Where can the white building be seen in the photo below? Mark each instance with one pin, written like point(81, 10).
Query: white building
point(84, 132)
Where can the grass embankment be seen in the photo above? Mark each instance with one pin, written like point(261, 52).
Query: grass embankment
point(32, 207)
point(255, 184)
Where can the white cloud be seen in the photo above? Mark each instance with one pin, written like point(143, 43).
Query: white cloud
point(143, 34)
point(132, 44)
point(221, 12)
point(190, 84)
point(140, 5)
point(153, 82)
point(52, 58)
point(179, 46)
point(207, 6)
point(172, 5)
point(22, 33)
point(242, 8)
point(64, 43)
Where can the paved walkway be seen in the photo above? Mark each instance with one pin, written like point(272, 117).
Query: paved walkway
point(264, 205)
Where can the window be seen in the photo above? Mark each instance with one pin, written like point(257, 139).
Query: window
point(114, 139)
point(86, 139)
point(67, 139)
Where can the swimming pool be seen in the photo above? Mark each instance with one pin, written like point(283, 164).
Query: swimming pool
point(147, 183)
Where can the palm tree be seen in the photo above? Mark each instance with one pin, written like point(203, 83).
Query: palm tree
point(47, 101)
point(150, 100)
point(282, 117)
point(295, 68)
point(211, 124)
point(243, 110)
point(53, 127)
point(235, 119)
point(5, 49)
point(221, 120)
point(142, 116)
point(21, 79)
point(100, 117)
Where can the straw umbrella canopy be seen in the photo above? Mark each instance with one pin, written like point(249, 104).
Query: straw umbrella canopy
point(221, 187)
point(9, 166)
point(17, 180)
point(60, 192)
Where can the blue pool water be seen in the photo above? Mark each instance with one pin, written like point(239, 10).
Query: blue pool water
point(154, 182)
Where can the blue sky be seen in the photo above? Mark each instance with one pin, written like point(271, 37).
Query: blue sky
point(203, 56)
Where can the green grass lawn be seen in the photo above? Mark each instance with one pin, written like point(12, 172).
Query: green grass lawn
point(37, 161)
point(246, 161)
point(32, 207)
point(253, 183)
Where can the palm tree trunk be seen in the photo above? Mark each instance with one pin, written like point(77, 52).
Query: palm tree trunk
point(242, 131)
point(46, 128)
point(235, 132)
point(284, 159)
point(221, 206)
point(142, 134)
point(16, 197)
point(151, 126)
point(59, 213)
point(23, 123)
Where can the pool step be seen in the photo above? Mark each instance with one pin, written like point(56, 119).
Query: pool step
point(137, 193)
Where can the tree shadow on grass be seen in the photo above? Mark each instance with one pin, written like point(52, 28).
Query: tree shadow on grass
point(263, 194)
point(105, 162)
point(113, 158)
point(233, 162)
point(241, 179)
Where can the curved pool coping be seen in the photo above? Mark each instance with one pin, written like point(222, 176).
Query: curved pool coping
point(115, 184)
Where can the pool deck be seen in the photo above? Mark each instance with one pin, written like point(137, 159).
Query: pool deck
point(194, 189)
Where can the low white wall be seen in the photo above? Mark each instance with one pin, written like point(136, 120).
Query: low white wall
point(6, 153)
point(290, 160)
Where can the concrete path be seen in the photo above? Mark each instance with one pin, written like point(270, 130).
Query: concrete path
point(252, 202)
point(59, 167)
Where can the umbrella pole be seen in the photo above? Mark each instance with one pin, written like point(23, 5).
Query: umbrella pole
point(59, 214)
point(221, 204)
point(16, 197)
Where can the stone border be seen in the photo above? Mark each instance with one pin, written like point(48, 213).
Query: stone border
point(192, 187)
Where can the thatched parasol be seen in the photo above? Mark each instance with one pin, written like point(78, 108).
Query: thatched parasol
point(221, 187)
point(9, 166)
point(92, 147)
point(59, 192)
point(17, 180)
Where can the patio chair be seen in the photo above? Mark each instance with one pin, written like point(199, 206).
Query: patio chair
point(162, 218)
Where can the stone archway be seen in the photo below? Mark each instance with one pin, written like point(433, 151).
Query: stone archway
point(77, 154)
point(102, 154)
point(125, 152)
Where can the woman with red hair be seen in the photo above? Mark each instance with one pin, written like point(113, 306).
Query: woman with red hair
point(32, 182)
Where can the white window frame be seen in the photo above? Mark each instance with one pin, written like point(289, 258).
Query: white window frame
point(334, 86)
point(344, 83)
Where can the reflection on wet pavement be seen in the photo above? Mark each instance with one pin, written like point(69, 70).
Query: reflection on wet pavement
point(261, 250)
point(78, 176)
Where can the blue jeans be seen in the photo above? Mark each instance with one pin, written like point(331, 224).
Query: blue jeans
---
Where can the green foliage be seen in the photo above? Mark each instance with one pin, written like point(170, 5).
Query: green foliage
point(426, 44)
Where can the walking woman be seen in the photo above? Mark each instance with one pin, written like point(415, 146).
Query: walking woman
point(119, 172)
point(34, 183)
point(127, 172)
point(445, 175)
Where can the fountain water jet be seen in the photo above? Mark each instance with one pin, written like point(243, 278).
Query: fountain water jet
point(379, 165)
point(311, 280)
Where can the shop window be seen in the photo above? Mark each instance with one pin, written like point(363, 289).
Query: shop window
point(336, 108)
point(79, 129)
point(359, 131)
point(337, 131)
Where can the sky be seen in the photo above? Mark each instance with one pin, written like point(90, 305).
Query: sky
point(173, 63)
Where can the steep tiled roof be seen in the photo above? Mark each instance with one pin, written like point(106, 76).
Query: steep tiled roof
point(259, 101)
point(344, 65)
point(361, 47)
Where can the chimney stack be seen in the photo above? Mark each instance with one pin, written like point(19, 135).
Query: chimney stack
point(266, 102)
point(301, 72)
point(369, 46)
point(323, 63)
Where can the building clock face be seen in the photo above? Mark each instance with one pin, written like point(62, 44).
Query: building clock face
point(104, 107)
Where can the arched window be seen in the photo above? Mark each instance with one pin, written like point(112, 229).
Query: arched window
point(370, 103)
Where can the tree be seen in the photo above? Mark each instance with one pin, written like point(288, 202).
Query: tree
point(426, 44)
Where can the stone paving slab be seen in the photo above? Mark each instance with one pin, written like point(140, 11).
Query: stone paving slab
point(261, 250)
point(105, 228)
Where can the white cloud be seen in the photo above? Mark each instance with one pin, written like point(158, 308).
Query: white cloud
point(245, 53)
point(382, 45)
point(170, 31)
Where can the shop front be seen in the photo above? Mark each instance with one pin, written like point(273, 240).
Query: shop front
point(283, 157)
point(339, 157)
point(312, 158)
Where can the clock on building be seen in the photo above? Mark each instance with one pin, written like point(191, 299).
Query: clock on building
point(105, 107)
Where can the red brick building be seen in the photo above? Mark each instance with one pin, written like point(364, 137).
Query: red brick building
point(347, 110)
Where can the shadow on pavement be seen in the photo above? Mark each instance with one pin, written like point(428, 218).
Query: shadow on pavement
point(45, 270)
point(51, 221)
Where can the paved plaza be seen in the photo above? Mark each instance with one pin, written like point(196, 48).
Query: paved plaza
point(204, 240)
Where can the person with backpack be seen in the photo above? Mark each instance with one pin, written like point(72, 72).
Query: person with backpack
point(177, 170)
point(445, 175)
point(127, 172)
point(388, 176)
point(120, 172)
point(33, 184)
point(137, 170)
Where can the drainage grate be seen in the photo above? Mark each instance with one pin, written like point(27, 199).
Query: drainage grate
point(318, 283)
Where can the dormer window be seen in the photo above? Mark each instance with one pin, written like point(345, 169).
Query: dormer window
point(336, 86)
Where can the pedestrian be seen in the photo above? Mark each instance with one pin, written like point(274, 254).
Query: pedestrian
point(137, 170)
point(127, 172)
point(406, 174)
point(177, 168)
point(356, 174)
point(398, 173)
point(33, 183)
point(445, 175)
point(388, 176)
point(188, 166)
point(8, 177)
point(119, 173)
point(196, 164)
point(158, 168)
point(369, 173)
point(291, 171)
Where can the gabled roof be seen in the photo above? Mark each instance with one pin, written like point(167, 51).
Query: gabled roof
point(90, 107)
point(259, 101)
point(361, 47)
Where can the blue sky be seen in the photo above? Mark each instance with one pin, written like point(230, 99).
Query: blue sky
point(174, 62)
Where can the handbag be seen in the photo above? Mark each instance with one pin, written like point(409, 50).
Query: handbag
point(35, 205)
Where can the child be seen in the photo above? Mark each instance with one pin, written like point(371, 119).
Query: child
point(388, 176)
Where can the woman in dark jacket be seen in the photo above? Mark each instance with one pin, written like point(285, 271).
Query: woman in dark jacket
...
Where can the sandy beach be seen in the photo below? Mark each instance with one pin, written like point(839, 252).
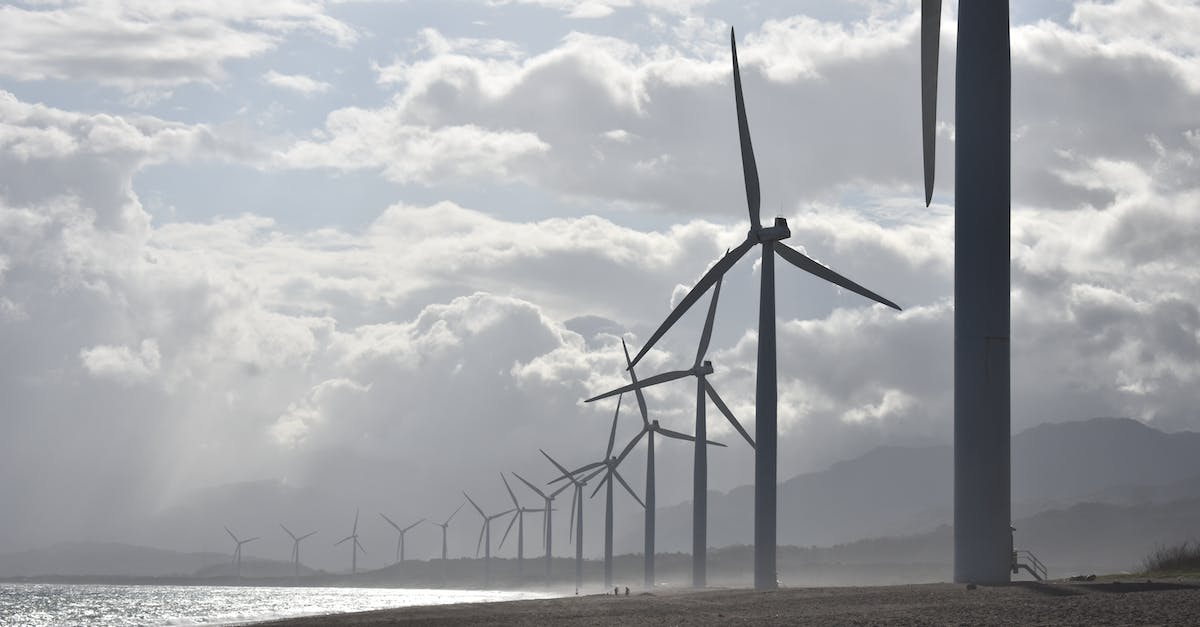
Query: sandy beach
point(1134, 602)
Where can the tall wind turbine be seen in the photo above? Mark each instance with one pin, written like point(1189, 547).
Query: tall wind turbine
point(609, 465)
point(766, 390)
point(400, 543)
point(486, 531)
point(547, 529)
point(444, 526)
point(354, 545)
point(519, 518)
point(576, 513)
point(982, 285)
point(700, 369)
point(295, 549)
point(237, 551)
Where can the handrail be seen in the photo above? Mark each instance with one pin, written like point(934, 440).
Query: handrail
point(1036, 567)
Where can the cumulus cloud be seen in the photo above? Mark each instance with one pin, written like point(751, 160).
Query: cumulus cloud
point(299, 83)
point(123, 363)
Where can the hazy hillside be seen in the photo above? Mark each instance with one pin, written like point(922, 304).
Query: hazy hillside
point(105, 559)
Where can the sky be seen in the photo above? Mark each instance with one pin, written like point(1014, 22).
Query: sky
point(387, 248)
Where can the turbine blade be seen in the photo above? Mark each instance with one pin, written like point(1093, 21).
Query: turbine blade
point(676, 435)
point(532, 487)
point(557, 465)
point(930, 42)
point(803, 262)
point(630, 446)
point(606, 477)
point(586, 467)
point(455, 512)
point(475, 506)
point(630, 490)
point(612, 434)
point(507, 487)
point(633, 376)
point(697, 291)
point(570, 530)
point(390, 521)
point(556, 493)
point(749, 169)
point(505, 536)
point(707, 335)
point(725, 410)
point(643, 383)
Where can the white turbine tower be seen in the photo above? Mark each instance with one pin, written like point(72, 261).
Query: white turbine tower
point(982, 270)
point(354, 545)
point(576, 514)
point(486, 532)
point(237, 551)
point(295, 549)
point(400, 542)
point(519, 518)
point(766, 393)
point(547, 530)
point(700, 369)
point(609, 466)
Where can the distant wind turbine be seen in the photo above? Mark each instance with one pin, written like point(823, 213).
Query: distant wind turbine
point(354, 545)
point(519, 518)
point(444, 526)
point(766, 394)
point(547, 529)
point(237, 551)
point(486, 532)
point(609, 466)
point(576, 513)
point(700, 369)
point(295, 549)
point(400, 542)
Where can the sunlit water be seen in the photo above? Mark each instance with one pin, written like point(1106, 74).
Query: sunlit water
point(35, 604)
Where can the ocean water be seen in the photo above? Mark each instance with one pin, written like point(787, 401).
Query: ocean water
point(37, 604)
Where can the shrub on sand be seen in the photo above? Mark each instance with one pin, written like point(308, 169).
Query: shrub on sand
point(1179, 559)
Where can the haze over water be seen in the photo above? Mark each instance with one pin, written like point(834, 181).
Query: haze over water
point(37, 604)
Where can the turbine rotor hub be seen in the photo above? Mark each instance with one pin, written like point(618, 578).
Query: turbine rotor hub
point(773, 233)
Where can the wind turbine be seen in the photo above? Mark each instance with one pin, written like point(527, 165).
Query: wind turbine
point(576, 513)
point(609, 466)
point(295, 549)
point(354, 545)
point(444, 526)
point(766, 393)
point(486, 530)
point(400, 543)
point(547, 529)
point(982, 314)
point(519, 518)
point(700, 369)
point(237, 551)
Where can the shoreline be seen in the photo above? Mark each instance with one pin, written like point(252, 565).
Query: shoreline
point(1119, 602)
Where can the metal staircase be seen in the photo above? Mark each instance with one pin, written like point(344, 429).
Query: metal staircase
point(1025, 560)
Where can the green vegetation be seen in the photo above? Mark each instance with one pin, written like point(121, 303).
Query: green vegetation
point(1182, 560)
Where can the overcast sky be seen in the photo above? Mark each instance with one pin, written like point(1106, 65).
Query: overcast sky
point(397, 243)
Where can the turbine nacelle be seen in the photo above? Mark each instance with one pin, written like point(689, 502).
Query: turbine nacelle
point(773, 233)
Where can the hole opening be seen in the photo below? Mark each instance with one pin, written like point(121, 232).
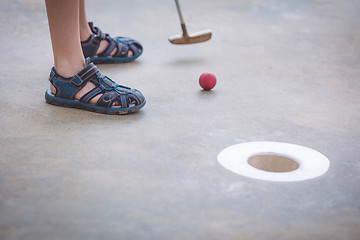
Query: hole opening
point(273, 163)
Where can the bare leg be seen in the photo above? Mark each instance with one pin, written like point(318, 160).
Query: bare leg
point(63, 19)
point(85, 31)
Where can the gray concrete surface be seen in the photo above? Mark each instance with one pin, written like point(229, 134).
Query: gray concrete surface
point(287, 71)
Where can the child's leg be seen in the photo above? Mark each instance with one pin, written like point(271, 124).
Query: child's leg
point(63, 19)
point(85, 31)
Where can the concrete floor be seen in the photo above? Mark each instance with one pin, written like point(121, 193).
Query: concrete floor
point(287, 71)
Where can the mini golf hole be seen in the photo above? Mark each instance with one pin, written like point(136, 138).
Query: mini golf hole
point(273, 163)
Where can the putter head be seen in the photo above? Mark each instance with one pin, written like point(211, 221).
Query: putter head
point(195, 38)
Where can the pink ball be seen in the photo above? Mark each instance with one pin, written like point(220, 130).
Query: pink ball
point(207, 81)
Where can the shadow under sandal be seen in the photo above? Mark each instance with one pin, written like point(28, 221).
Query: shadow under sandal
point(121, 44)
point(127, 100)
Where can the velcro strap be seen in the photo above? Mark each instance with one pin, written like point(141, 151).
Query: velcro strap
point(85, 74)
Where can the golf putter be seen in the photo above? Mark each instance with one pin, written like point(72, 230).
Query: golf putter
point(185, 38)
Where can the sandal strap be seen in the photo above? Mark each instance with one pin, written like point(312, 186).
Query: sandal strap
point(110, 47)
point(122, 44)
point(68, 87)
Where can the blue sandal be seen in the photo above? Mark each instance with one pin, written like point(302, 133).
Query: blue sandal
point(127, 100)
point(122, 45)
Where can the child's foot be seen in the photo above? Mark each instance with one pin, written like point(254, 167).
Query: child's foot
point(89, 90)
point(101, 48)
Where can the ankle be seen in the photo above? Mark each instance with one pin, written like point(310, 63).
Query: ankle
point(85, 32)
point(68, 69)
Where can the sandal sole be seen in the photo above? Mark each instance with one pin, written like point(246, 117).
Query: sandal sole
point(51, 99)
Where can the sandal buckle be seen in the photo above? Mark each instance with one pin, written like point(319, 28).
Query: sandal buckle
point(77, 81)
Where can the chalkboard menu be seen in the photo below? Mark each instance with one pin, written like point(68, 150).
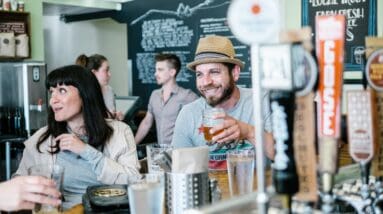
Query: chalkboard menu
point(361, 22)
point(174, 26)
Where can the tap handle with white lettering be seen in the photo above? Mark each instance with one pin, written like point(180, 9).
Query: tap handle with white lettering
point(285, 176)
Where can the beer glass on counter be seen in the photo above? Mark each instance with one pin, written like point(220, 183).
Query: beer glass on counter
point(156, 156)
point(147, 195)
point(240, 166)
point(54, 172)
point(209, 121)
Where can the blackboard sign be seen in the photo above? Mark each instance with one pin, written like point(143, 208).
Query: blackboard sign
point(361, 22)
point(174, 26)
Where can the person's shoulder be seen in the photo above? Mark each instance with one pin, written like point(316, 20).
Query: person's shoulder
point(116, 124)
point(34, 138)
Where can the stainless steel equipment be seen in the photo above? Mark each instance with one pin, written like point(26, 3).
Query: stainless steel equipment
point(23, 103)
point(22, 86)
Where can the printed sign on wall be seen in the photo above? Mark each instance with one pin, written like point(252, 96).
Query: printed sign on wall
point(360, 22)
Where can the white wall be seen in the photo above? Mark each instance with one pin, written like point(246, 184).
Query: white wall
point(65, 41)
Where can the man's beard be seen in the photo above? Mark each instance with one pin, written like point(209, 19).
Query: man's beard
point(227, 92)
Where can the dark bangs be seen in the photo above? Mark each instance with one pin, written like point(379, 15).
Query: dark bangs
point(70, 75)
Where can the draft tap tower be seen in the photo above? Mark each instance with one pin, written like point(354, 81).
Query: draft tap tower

## Direction
Please take the rows from the line with "Where can the palm tree be" up to and including the line with "point(221, 120)" and write them out again, changing "pin" to "dot" and leaving everything else as it is.

## Answer for this exercise
Where can the palm tree be seen in the photo above? Mark each instance with one dot, written like point(203, 83).
Query: palm tree
point(47, 101)
point(150, 100)
point(282, 117)
point(295, 68)
point(211, 124)
point(243, 110)
point(53, 127)
point(235, 119)
point(5, 49)
point(221, 120)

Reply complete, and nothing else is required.